Task requirements »
Reproduce the records below with "agriculture scouting record" swapped for "field survey record" throughout, keeping every other word unchanged.

Data shown »
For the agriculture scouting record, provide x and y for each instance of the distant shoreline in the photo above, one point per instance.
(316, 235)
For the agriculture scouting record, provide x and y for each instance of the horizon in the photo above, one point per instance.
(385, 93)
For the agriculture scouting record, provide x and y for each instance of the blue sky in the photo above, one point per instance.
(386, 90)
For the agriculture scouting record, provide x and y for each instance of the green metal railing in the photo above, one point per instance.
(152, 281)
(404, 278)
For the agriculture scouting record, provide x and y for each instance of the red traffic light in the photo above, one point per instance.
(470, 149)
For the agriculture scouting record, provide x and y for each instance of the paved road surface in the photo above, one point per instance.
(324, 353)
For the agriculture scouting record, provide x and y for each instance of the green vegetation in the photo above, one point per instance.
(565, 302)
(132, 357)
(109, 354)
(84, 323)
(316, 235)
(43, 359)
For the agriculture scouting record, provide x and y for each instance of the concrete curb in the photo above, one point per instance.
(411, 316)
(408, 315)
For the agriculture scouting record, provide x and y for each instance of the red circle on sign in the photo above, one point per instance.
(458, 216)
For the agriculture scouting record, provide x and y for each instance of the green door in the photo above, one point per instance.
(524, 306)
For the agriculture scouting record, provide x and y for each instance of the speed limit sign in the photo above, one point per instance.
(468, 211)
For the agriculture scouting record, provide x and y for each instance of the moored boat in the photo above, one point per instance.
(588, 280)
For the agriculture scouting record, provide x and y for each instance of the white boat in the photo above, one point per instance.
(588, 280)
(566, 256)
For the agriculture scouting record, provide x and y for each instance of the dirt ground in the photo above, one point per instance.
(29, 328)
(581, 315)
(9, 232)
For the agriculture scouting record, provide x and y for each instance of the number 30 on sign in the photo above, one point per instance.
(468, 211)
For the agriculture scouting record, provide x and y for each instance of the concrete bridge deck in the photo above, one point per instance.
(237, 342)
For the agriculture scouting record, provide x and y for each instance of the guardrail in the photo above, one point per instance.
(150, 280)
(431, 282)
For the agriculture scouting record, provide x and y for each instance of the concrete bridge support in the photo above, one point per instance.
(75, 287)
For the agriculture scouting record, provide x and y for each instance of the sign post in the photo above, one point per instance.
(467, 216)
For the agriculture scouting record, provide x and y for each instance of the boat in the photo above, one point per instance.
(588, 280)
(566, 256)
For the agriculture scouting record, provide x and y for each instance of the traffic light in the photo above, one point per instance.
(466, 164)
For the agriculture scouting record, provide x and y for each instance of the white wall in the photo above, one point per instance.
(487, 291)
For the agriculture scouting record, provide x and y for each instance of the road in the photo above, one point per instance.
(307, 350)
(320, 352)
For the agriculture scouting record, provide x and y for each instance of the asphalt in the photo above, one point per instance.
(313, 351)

Result of the exercise »
For the field survey record, provide x and y for each instance of the distant shoreline in the photo above, one point per instance.
(316, 235)
For the field survey record, provide x and y for each instance of the horizon in the photo above, one point per instance.
(385, 93)
For the field survey record, provide x and y for each instance of the blue sky in the photo above, one point per instance.
(386, 90)
For the field survey record, provide x and y for each instance of the green metal railing in the photo above, one point per instance.
(152, 281)
(404, 278)
For the field survey record, provide x and y for each instance of the red traffic light in the photo above, one point per instance.
(470, 149)
For the field survey record, provide x and y for each instance of the paved road surface in the photo above, one point per instance.
(324, 353)
For the field survey record, provide x and y for each instance of the green vegetation in the photo above, one point per instance.
(565, 302)
(132, 357)
(109, 354)
(84, 323)
(316, 235)
(43, 359)
For the field survey record, provide x and y for each instance of the concrete curb in the photo above, one point per instance.
(411, 316)
(408, 315)
For the field survey record, provide x and y for each instance of the red circle on sign in the photo above, one point per instance.
(458, 216)
For the field survey record, provide x and y for each instance of the green door in the photo above, one point per instance.
(524, 306)
For the field survey record, provide x and y for each instance of the speed limit sign in the photo above, one point per instance.
(468, 211)
For the field survey record, provide x and y for each instance of the moored boat in the photo above, one point per instance.
(588, 280)
For the field survey record, provide x and y for each instance of the white boat in the photo above, one point per instance.
(588, 280)
(566, 256)
For the field survey record, provide x and y for each instance of the dirt ground in the photo above, one point per instance.
(29, 328)
(581, 315)
(9, 232)
For the field survey record, provide x and y for each instance of the number 30 on sign in the photo above, one point per instance.
(468, 211)
For the field survey record, provide x and y for each instance of the concrete bridge deck in the photo above, one point per instance.
(237, 342)
For the field survey record, provide x and y for each instance of the guardrail in the photo above, one point per instance.
(150, 280)
(431, 282)
For the field survey record, provide x and y for each instance of the concrete bridge support in the photo above, one point per instance.
(75, 287)
For the field survey record, provide x and y for each instance of the sign post in the photo above, one point per instance.
(467, 216)
For the field survey record, provide x and y for each instance of the boat in the photo above, one point per instance.
(588, 280)
(566, 256)
For the field survey record, provide x and y for each instance of the traffic light in the photo above, one point per instance.
(466, 164)
For the field survey record, provide x and y for each instance of the white wall in the photo above, one point per instance.
(487, 291)
For the field survey record, provide x and y for each instance of the road in the photo above, one point per instance.
(307, 350)
(320, 352)
For the field survey record, provide x and y for each instance of the asphalt in the photo above, one point per instance.
(313, 351)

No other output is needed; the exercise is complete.